"""

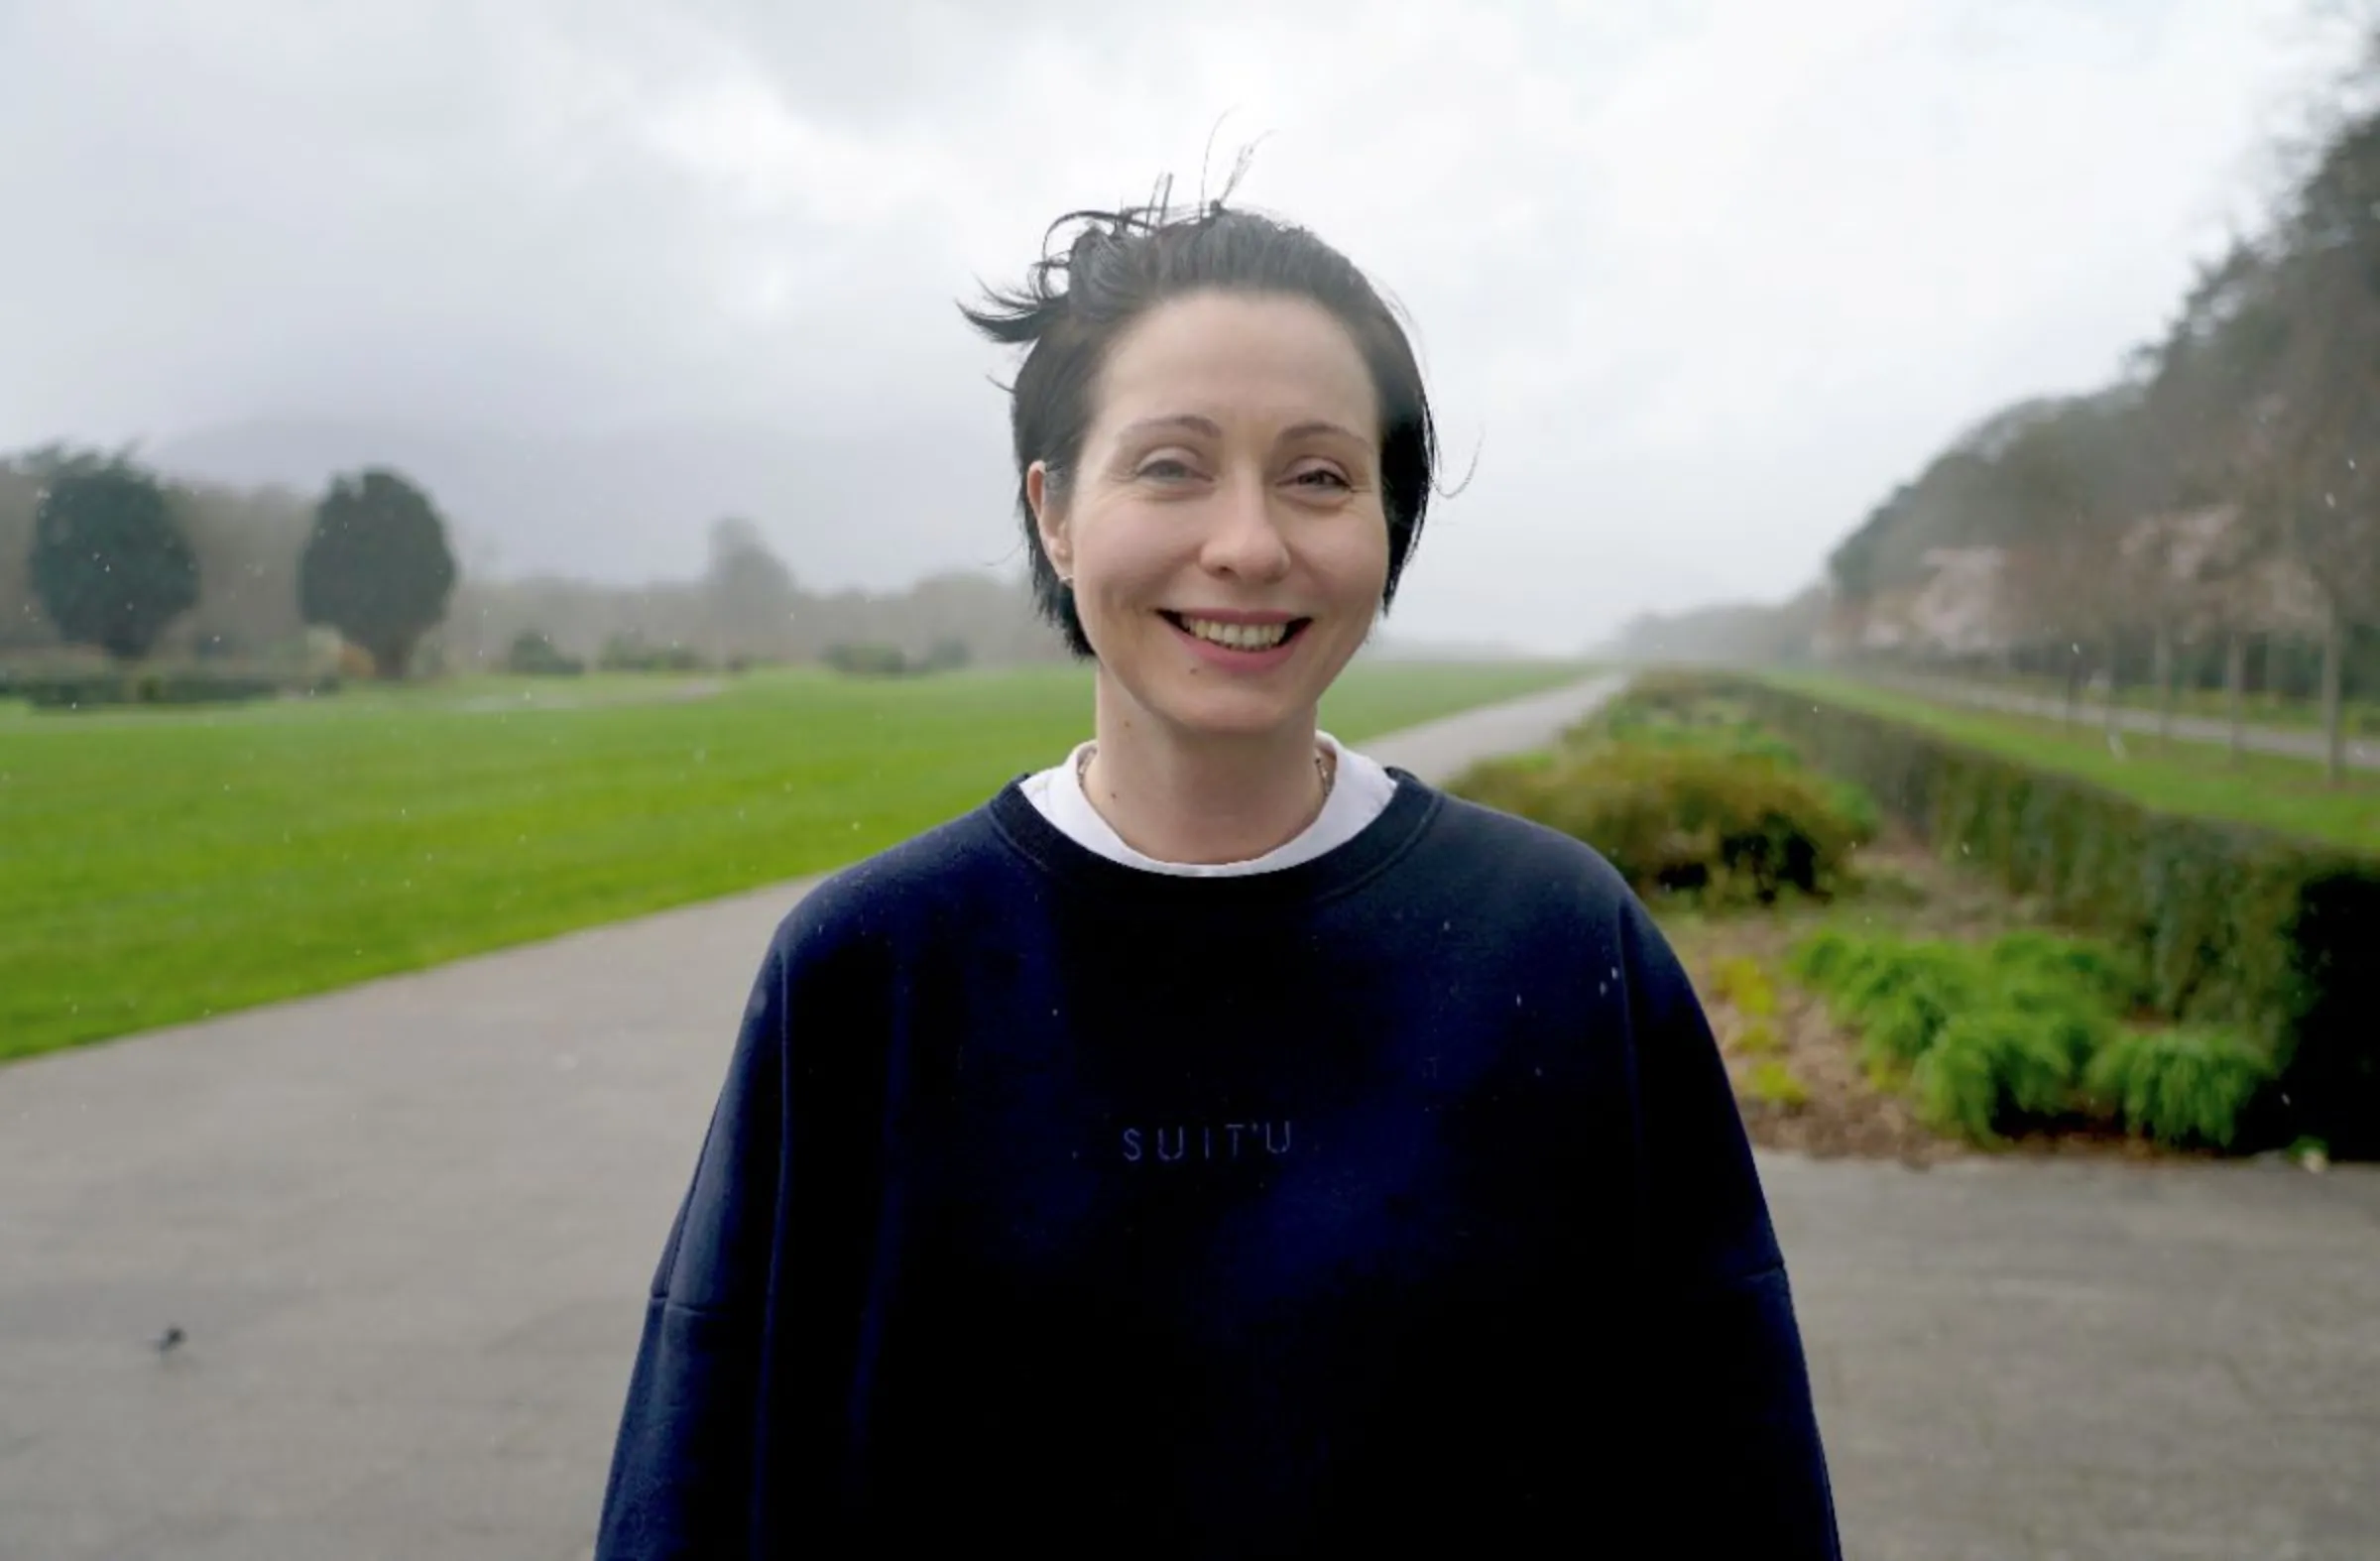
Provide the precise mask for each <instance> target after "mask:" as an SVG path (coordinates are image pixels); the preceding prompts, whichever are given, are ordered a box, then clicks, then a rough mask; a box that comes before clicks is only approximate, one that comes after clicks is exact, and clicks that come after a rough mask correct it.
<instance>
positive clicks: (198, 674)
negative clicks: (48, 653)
mask: <svg viewBox="0 0 2380 1561" xmlns="http://www.w3.org/2000/svg"><path fill="white" fill-rule="evenodd" d="M281 692H317V695H328V692H338V678H312V681H309V678H274V676H262V673H221V671H131V673H119V671H109V673H40V676H0V700H24V702H26V704H31V707H33V709H67V711H71V709H109V707H124V704H236V702H243V700H271V697H276V695H281Z"/></svg>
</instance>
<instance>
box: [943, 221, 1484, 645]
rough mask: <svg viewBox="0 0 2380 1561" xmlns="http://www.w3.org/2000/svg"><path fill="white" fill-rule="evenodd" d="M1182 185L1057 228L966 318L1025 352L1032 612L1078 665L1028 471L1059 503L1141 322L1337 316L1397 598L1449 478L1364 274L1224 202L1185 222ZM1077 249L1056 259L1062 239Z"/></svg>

"""

Copy each line of the records above exactly as written. Do not carry over any picture.

Provide the precise mask for each <instance> target after "mask:" as an SVG path (coordinates are image pixels); the preceding prompts, whichever are given, are ordered a box, then clicks, then a rough mask; a box that comes before clicks is only approximate, one that comes after clicks is exact, and clicks that come after a rough mask correct it.
<instance>
positive clicks: (198, 674)
negative clicks: (48, 653)
mask: <svg viewBox="0 0 2380 1561" xmlns="http://www.w3.org/2000/svg"><path fill="white" fill-rule="evenodd" d="M281 692H317V695H328V692H338V678H312V681H309V678H274V676H262V673H221V671H131V673H119V671H109V673H40V676H0V700H24V702H26V704H31V707H33V709H67V711H71V709H109V707H124V704H236V702H243V700H271V697H276V695H281Z"/></svg>
</instance>
<instance>
box: [943, 221, 1484, 645]
rough mask: <svg viewBox="0 0 2380 1561" xmlns="http://www.w3.org/2000/svg"><path fill="white" fill-rule="evenodd" d="M1182 185L1057 228L966 318L1025 352L1032 612L1078 665L1028 471L1059 503L1141 322L1337 316L1397 598L1449 478L1364 274L1224 202L1185 222ZM1077 249L1056 259L1062 239Z"/></svg>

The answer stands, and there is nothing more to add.